* Requirements *
Copy out, word for word, the lines of the data starting at the line containing "trace: man's right hand" and ending at the last line of the data.

* Material shown *

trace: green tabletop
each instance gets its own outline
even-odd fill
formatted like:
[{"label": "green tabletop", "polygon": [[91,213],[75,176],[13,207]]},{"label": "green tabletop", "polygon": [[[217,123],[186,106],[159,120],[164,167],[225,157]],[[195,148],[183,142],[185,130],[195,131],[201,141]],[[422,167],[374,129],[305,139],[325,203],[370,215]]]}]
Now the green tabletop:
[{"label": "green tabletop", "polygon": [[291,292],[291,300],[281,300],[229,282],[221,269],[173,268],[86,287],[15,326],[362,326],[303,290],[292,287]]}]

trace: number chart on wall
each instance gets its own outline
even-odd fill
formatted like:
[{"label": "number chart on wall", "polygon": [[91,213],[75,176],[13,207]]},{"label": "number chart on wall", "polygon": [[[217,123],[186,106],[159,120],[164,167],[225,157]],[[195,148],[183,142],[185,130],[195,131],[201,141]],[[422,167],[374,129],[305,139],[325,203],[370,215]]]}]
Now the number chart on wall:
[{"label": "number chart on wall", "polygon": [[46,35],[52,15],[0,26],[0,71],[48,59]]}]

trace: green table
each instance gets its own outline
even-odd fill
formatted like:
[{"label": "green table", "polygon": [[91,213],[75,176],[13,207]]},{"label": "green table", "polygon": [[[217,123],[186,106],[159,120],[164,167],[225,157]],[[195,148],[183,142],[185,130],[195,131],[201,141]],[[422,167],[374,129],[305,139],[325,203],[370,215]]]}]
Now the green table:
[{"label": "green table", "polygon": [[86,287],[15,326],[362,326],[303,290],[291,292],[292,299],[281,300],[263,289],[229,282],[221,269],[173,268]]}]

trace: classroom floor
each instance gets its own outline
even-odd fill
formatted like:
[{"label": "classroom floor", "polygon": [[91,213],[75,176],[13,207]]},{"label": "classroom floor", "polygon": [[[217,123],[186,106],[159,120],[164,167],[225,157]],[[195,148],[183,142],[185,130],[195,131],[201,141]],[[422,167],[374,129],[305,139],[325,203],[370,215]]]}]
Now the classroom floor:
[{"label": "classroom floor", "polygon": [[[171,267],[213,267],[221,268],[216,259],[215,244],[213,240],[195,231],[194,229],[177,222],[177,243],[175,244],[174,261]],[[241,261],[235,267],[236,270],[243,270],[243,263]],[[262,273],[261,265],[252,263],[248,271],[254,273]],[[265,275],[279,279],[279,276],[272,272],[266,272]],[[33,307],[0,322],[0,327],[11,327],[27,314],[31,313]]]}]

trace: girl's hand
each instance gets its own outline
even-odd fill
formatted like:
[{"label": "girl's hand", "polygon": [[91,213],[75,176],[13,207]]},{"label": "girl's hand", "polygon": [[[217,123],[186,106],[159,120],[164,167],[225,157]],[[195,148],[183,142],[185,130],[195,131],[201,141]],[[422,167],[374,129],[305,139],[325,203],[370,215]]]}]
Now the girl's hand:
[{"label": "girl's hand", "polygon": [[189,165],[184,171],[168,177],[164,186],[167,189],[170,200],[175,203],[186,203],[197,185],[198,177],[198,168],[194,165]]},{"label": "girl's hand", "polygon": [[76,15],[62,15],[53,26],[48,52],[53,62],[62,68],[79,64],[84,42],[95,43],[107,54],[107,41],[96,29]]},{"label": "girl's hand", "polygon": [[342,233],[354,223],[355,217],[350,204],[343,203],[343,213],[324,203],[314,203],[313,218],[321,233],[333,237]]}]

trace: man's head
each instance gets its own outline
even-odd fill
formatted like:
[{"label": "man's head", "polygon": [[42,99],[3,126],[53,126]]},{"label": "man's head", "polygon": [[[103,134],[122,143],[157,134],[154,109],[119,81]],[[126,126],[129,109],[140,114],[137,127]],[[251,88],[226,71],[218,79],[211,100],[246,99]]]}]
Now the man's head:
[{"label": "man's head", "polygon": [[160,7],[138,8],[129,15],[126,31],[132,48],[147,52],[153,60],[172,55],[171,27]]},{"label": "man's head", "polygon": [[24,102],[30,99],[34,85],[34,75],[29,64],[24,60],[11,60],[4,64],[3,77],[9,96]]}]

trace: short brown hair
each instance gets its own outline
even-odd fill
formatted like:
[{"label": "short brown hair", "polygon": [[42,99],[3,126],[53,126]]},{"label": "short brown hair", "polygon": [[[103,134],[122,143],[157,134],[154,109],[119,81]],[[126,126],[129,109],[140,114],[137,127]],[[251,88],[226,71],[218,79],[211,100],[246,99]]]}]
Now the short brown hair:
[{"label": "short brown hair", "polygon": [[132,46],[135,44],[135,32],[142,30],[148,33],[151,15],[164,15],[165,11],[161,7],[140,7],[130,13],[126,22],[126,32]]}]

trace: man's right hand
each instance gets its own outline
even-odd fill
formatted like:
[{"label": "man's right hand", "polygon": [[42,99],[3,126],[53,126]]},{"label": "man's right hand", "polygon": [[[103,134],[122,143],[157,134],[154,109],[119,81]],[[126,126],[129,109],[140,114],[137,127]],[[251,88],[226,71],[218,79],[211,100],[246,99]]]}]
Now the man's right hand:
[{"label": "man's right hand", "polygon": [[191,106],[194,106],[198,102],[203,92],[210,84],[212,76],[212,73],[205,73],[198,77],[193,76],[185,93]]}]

* Answer to the task *
trace: man's right hand
each instance gets its own outline
even-odd fill
formatted like:
[{"label": "man's right hand", "polygon": [[42,99],[3,126],[53,126]]},{"label": "man's right hand", "polygon": [[[103,134],[122,143],[157,134],[154,109],[119,81]],[[126,126],[129,109],[140,114],[137,127]],[[251,88],[226,71],[218,79],[211,100],[246,99]]]}]
Now the man's right hand:
[{"label": "man's right hand", "polygon": [[191,106],[194,106],[198,102],[203,92],[210,84],[212,76],[212,73],[205,73],[198,77],[193,76],[185,93]]}]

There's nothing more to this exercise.